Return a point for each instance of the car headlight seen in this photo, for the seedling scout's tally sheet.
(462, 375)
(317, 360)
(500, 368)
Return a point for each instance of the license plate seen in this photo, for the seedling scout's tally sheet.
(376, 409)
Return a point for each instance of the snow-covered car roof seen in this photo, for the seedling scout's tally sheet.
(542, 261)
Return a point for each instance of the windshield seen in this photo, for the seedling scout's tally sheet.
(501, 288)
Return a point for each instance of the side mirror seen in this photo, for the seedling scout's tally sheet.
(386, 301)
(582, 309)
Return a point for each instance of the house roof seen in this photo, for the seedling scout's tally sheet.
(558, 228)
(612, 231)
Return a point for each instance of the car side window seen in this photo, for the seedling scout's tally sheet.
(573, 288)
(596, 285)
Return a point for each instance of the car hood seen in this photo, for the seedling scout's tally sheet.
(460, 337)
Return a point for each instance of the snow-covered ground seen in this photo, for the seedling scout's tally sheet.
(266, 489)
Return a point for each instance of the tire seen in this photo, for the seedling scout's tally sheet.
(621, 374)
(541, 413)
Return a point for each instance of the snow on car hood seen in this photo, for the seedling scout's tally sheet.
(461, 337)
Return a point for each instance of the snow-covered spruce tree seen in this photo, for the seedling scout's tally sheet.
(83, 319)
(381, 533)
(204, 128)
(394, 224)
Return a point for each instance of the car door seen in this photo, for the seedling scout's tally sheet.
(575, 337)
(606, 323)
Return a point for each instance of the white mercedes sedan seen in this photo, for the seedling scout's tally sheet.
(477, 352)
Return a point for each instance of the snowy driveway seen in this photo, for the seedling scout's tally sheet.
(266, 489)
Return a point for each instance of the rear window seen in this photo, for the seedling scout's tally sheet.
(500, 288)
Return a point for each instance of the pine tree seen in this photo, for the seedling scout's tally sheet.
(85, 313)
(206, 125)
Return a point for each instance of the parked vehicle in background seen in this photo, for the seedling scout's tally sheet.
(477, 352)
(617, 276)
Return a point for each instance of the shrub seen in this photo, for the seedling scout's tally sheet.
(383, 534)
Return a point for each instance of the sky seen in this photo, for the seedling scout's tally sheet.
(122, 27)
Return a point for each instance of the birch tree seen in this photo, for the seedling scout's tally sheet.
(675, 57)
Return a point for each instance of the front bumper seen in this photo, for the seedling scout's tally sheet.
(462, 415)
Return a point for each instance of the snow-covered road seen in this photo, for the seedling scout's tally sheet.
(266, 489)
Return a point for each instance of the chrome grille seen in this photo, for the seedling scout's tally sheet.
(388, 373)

+---+

= Task to complete =
Reproduce verbatim the lines starting at the one that contains "Return a point for each instance of the front" and ending at the final line above, with both of those lines included.

= Exercise solution =
Return a point for each instance of the front bumper seen in this photo, for the seedling scout's tally sheet.
(462, 415)
Return a point for each instance of the snow-covered road seen in this photo, for the seedling scout's tally sheet.
(266, 489)
Return a point for each instance of the chrome grille seen in this photo, for the seedling scout's tally sheet.
(388, 373)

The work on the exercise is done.